**Stated task:** Return every line in the items below that contains the word "shop", copying each one unchanged.

[Rows from a box labeling dataset]
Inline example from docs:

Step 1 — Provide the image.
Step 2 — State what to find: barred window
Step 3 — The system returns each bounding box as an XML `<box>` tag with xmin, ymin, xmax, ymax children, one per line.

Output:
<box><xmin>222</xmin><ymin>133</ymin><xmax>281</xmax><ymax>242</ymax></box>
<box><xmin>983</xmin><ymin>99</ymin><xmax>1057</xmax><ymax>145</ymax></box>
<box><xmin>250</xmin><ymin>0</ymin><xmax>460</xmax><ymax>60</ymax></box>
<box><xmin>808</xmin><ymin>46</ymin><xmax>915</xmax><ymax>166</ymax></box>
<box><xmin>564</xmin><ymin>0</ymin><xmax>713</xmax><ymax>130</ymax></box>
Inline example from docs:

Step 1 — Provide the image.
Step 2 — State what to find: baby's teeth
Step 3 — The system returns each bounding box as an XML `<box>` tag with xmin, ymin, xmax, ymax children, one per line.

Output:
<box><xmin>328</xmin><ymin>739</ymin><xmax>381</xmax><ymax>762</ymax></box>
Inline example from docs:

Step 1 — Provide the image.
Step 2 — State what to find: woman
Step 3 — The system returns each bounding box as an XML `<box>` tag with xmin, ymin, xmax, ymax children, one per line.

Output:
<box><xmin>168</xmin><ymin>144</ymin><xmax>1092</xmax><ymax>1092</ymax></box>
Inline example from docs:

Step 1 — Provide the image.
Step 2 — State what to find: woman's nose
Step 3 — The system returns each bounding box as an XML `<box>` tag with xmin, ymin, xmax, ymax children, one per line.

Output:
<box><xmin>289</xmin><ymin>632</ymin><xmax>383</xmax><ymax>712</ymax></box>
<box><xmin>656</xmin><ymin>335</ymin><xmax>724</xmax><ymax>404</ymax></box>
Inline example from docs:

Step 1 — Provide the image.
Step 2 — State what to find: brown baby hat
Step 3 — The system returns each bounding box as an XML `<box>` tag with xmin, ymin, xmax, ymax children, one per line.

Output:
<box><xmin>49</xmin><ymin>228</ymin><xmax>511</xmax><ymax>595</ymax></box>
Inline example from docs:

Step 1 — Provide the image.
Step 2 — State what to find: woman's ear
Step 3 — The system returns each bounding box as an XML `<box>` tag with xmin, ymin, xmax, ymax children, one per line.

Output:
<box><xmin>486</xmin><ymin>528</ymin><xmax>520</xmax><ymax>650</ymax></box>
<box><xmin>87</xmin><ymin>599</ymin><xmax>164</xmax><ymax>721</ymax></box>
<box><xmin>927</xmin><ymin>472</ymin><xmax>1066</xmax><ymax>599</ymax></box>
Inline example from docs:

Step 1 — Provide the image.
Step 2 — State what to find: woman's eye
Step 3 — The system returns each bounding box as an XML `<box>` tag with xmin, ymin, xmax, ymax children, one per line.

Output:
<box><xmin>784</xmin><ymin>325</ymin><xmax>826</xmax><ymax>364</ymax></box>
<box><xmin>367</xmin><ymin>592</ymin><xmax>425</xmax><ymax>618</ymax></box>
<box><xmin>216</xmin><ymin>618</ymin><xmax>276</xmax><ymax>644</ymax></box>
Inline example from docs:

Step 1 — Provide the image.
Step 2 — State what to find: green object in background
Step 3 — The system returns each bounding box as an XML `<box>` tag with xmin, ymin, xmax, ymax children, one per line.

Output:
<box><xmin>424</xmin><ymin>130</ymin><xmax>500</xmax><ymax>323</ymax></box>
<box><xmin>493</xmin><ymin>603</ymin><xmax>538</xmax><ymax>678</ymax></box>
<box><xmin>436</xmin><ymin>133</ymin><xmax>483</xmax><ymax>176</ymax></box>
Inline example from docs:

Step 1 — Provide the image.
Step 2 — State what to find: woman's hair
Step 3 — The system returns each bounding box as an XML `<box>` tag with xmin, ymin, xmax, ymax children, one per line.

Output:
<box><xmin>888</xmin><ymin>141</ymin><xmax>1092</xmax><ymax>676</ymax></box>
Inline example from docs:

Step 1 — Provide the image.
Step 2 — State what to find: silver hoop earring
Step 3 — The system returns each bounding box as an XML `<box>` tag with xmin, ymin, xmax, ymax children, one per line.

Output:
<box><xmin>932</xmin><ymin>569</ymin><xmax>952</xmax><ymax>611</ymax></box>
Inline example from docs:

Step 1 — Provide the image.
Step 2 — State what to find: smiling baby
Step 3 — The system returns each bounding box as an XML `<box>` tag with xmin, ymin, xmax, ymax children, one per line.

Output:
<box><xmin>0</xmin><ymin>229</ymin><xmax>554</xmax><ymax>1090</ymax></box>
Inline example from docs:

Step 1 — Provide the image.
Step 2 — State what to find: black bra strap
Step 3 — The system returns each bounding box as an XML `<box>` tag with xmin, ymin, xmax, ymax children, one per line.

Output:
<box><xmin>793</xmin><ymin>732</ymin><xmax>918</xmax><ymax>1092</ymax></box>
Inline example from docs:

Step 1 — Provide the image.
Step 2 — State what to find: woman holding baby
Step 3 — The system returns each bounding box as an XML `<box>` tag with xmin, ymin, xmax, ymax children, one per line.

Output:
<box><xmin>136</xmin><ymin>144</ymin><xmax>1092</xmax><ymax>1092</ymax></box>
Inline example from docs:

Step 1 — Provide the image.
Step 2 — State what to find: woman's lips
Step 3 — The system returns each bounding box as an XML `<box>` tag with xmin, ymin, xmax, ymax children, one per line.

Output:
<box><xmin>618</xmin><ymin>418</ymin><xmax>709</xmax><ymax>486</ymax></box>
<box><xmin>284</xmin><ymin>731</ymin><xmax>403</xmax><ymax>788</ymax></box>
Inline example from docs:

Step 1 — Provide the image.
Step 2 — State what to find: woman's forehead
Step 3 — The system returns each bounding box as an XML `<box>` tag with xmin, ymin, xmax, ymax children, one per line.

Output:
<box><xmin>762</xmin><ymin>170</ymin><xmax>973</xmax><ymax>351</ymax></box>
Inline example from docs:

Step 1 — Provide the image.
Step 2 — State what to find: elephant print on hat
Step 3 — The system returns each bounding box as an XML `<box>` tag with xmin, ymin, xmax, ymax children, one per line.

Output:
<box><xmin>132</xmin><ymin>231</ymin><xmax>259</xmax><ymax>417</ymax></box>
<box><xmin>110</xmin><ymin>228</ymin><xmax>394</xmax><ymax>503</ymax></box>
* * *
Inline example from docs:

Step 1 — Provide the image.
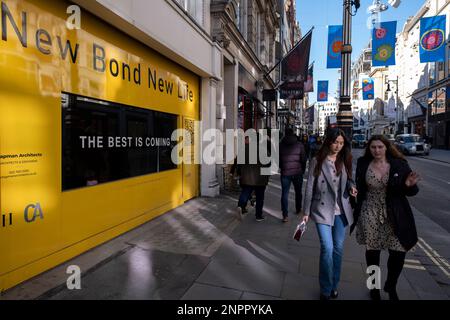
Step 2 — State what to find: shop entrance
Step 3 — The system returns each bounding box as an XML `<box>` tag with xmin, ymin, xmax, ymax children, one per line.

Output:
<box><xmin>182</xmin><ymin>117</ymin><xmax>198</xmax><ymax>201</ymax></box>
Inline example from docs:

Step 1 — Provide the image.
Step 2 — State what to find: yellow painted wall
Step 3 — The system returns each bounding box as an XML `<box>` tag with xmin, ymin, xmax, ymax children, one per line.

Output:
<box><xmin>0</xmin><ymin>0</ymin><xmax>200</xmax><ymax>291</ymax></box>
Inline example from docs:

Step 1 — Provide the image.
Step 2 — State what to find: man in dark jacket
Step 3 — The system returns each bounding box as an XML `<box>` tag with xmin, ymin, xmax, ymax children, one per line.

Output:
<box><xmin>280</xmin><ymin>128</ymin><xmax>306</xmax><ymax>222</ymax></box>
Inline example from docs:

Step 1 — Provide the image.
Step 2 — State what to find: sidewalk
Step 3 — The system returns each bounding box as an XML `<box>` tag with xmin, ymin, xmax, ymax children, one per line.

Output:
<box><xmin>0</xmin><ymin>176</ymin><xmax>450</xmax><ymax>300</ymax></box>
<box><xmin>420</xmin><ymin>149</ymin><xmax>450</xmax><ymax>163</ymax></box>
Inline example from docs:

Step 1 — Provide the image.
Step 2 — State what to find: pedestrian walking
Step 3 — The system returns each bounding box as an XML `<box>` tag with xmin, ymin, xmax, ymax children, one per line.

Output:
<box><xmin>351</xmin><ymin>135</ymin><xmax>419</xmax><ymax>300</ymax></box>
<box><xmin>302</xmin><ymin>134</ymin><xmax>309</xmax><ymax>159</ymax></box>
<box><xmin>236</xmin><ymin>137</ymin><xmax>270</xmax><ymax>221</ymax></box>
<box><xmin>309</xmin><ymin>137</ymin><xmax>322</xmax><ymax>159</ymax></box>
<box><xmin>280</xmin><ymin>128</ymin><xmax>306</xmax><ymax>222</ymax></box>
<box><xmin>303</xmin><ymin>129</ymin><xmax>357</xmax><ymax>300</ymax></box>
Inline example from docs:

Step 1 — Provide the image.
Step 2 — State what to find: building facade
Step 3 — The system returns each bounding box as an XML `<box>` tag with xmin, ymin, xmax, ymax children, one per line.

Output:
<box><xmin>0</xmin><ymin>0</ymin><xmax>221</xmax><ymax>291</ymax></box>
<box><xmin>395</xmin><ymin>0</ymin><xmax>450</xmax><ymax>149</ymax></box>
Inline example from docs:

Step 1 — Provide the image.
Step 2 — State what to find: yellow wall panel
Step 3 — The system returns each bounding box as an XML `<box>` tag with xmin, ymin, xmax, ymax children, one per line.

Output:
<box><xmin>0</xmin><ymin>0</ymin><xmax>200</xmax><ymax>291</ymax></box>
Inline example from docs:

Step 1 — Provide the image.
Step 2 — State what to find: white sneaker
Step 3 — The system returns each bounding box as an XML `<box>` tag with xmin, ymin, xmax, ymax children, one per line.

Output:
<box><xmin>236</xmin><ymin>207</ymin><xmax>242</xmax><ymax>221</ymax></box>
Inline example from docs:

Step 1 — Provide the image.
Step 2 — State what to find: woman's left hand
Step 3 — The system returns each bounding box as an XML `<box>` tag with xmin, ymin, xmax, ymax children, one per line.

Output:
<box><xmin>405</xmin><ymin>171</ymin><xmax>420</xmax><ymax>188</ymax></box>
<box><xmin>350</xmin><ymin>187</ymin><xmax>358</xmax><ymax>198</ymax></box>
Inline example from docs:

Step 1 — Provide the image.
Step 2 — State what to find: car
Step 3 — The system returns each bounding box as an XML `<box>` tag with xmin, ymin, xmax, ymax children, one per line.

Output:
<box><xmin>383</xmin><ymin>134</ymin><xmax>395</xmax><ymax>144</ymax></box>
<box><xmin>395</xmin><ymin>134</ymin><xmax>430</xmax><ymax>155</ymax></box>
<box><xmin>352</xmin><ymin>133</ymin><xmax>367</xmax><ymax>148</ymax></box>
* * *
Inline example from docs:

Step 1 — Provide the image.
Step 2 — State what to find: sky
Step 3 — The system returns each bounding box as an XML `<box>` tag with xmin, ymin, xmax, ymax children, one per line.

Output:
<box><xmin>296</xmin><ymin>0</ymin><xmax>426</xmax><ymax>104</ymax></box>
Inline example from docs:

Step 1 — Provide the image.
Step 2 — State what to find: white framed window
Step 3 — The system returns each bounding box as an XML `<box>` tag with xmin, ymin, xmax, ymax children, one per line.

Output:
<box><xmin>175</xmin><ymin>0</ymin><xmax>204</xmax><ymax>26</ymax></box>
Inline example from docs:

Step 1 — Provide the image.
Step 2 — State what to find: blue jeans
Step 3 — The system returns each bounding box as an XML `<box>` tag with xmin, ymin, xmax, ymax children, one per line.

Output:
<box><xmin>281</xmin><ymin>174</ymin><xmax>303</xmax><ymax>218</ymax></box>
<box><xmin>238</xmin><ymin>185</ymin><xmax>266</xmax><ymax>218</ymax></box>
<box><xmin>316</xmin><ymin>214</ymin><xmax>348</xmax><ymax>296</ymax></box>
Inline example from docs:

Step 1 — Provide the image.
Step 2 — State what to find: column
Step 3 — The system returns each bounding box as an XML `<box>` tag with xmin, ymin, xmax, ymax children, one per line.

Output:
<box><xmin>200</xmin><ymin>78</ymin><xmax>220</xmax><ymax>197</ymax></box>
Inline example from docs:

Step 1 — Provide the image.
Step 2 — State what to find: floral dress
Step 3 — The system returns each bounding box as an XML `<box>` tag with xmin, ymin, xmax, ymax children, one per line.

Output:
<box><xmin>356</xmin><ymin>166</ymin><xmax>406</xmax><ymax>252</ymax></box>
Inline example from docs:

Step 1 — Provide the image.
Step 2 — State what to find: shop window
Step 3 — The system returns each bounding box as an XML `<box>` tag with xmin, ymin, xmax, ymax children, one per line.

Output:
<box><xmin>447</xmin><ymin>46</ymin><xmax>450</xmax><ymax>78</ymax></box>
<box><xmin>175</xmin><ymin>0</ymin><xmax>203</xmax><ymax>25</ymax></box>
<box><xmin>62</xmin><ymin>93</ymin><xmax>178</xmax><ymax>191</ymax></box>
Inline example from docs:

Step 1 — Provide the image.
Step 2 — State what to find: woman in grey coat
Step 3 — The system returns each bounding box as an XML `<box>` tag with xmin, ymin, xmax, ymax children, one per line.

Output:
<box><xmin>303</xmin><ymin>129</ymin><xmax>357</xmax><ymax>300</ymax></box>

**Final answer:**
Step 2 — State what to find: shop entrance
Step 2 — State what to find: shop window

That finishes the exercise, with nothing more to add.